Task directions: Collect every line of the material below that contains the string "river", and copy each of those lines in full.

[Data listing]
• • •
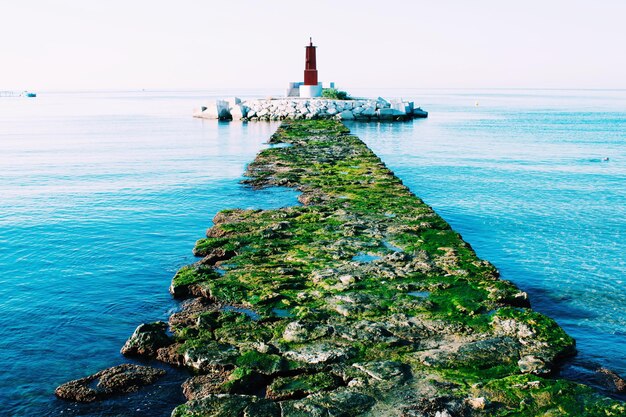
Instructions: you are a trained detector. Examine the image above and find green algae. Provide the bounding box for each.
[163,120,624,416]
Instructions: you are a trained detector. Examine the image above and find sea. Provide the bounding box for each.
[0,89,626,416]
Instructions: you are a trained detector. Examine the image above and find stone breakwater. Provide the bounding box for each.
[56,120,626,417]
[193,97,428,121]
• • •
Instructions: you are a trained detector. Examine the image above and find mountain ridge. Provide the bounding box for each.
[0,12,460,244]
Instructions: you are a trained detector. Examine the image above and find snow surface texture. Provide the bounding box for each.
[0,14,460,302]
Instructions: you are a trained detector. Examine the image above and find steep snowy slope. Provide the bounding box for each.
• • •
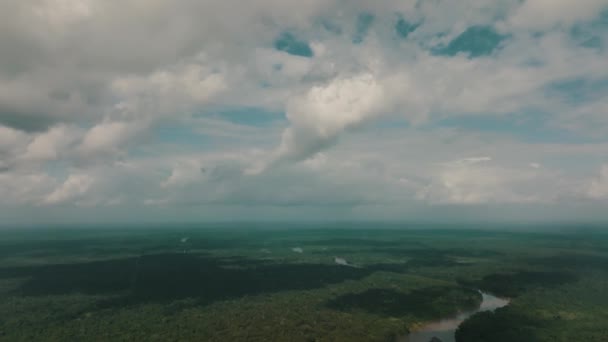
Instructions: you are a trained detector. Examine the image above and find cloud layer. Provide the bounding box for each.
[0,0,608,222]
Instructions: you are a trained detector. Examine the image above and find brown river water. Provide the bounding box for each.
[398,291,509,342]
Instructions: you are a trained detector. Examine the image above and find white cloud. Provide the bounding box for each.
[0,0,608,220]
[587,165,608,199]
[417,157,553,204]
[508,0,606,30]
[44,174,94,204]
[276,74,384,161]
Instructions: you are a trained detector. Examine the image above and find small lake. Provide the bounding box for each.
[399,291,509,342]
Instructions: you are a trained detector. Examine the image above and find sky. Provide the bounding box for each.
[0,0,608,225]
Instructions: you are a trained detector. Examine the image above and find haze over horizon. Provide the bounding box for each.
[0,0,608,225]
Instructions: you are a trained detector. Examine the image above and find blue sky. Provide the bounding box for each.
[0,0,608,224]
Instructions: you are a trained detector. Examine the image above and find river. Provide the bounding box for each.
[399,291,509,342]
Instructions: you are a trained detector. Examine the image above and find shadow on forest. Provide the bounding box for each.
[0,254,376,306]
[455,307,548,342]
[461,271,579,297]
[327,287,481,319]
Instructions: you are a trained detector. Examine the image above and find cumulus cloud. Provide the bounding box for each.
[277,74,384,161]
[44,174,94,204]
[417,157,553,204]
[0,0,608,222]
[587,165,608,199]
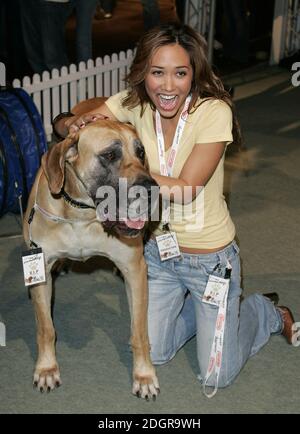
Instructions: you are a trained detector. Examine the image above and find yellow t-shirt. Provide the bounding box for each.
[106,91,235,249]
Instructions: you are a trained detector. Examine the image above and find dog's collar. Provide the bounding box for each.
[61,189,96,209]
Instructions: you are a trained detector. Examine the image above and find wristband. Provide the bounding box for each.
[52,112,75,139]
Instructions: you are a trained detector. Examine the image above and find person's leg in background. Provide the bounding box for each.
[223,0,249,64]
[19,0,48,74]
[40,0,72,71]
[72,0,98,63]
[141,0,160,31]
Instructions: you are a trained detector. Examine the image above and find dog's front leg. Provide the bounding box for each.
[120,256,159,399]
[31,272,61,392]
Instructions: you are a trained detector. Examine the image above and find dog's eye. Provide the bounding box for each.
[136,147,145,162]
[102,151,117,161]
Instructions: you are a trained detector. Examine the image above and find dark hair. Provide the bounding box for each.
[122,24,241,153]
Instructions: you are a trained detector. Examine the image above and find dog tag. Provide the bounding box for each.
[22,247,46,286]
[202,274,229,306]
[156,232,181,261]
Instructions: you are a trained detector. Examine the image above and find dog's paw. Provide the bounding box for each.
• • •
Solution for this exercise:
Instructions: you are a trained detector. Examine the image above and find brown river water. Provide the bounding box for each.
Instructions: you are a trained detector. Examine the image above and find river. Provide the bounding box for each.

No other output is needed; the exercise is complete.